> [Challenge]: Print the listing that follows, character for character.

━━━ Records for the exercise

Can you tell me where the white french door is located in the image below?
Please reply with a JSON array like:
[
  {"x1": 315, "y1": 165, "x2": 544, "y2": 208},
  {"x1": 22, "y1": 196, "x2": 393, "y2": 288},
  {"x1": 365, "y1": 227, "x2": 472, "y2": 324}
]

━━━━━━

> [Response to the task]:
Can you tell me where the white french door is located in the image below?
Please reply with a JSON array like:
[
  {"x1": 315, "y1": 165, "x2": 544, "y2": 208},
  {"x1": 22, "y1": 196, "x2": 393, "y2": 288},
  {"x1": 365, "y1": 227, "x2": 472, "y2": 324}
]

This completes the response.